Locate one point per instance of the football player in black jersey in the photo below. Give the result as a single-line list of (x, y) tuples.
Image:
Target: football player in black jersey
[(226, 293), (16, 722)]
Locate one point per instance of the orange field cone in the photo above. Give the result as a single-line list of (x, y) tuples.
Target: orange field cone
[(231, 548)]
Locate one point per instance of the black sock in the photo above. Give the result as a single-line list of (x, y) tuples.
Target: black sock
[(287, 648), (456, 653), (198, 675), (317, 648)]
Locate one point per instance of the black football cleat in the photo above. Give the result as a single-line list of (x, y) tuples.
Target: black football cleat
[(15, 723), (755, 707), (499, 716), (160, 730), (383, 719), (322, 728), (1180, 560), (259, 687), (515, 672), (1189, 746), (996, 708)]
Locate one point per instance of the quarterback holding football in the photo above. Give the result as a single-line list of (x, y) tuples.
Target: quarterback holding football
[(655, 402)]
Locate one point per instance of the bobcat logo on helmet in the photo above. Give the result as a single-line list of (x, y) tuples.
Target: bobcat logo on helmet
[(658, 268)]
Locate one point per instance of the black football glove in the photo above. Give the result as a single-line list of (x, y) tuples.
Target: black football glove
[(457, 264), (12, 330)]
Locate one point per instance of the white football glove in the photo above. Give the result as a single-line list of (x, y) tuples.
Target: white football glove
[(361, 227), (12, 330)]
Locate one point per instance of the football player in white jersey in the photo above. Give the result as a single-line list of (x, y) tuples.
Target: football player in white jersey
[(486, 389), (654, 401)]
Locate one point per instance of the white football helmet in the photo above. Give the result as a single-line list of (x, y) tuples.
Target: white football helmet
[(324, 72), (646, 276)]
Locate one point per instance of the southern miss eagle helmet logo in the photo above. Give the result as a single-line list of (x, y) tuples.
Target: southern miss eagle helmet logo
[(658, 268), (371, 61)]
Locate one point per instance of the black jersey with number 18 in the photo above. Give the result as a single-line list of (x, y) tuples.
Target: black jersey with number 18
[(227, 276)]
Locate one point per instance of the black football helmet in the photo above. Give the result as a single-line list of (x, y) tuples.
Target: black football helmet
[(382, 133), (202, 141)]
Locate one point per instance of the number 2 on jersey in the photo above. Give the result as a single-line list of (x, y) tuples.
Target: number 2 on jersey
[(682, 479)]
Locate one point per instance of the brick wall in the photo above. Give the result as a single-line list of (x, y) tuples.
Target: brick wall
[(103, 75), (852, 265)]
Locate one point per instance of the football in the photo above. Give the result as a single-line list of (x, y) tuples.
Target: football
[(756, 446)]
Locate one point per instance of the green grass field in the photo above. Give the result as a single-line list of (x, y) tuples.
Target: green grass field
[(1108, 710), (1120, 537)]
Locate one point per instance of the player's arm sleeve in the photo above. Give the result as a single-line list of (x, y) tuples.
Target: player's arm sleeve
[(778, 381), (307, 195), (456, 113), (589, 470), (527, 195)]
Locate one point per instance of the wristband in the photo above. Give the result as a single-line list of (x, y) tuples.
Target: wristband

----

- Work to do: Copy out verbatim the material from the line with "Locate one point per instance of the number" through the end of the material.

- Task response:
Locate one point per instance of the number 2 on jersey in the photo above. Give the result as a single-line list of (x, y) tuples.
Target: number 2 on jersey
[(682, 479)]
Locate one point per instance of the brick wall in the photo above. Give the result as a single-line list of (x, y) tuples.
Target: brick wall
[(103, 75), (852, 265)]
Locate one point per instance of the football in the photo above. Give the result as a single-line list of (x, y) tuples.
Target: football
[(756, 446)]
Locate one point per instance of the green grass field in the photo above. Give the result as a single-line list of (x, y) tuples.
Target: green grass field
[(1108, 710), (1120, 537)]
Locate one point per instance of the player's arm sleeve in the photo above. Give the result as a single-line list of (x, y) tuples.
Target: player's arm sleeve
[(778, 381), (307, 195), (456, 113), (589, 470), (527, 195)]
Locate one point per instance of the wristband in the photo above. Give the result as a single-line list of (x, y) tuples.
Target: wristband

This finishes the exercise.